EXCERPTED TEXT:
══════════

Volume 43, Issue 2 - February 2008
Some Assembly Required
by Megan Headley
According to Larry Long, president of Oldcastle Glass Engineered Walls in Dallas, unitized systems are a new “old” trend—they have actually been around for a long time.
“It’s funny; unitized systems have been around for a long, long time. They’re coming back into vogue in a big way,” says Long. “They go all the way back to the 1960s. Unitized systems were the way curtainwall used to be installed when it first originated.”
Those systems weren’t quite as complex as what’s available today: “They were very simplistic, almost like you would do a window if you replaced it at your house,” Long says. “So we’ve come a long way. But it’s just kind of funny that … the past particularly five or six years the momentum is just growing with unitized systems.”
Kevin Fairchild, Norcross, Ga.-based Kawneer’s product manager, adds, “We’ve been offering the systems for several years. I’ve personally just noticed an increase over the past couple of years and it seems to be climbing steadily.”
“I would say around the nation 90 percent of our projects on the exterior side are all unitized, pre-glazed projects,” says Brian Clark, vice president and division manager of Trainor Glass in Dallas.
He noted that some divisions have been doing unitized system for longer—notably, the Florida division, which focuses on hurricane-impact walls. Today these systems are being found across the country in a variety of building types as advantages for building owners and glazing contractors are being discovered. Kelly Portz, marketing director of Architectural Wall Systems Co. in West Des Moines, Iowa, says it’s because these systems have been around for years. “I think we are seeing the unitized system become more widely accepted simply because it’s been around for awhile and the industry has had more exposure to it and therefore feels comfortable using this approach.” Jon Sternchos, owner of Enterprise Architectural Sales Inc. in New York, says cost has helped promote interest in these systems. “In the past year-and-a-half or two years there was a push to value-engineer from a curtainwall to a window wall and because of market prices it swung the other way,” he says. Sternchos, who does a great deal of work in New York, notes that unitized systems are “being drawn prominently in a lot of these condos, especially in New York City.” However, these systems are moving from metropolitan high rises to applications across the country. “Unitized systems have always been the wall of choice for the world’s high-rise buildings because on a large scale the costs are less,” Portz says. “Today unitized systems are competitive on three-story buildings and up.”
“Once limited to major metropolitan markets as a labor cost-cutting strategy, unitized curtainwalls are finding broader application across the United States, as glazing contractors and design professionals get more familiar with performance and logistical benefits,” says Steve Fronek, vice president of Wausau Window and Wall Systems in Wausau, Wis. “New thermal barrier unitized framing systems, used in conjunction with high-performance, low-E insulating glass, sunshades and light shelves, can be designed to meet stringent energy codes and sustainable design goals in all climate zones.”

══════════

WRITTEN PROBLEM 1: List every person quoted in the article on unitized curtainwall systems.
The article and the entries that follow it come from unrelated sources.

══════════

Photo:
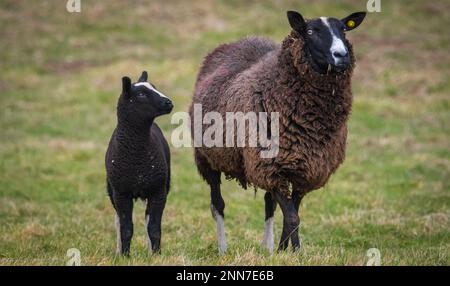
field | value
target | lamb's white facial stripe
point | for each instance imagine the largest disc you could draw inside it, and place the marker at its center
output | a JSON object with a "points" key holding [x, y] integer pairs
{"points": [[149, 86], [337, 45]]}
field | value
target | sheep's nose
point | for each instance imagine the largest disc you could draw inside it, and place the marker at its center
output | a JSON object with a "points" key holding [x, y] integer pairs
{"points": [[340, 54]]}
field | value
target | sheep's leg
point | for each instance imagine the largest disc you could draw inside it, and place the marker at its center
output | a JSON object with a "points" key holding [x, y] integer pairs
{"points": [[291, 223], [124, 223], [217, 210], [270, 206], [153, 217], [297, 197]]}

══════════

WRITTEN PROBLEM 2: Echo every line of the entries above word for word, leaving out the picture.

CORRECT ANSWER 1: Larry Long, Kevin Fairchild, Brian Clark, Kelly Portz, Jon Sternchos, Steve Fronek

CORRECT ANSWER 2:
Photo:
field | value
target | lamb's white facial stripe
point | for each instance imagine the largest disc you could draw inside it, and place the marker at its center
output | a JSON object with a "points" key holding [x, y] integer pairs
{"points": [[149, 86], [337, 45]]}
field | value
target | sheep's nose
point | for each instance imagine the largest disc you could draw inside it, and place the marker at its center
output | a JSON object with a "points" key holding [x, y] integer pairs
{"points": [[340, 54]]}
field | value
target | sheep's leg
point | for each instance imagine the largest disc you could draw inside it, and place the marker at its center
output | a JSON object with a "points" key holding [x, y] integer pairs
{"points": [[291, 223], [124, 223], [217, 210], [270, 206], [153, 217], [297, 197]]}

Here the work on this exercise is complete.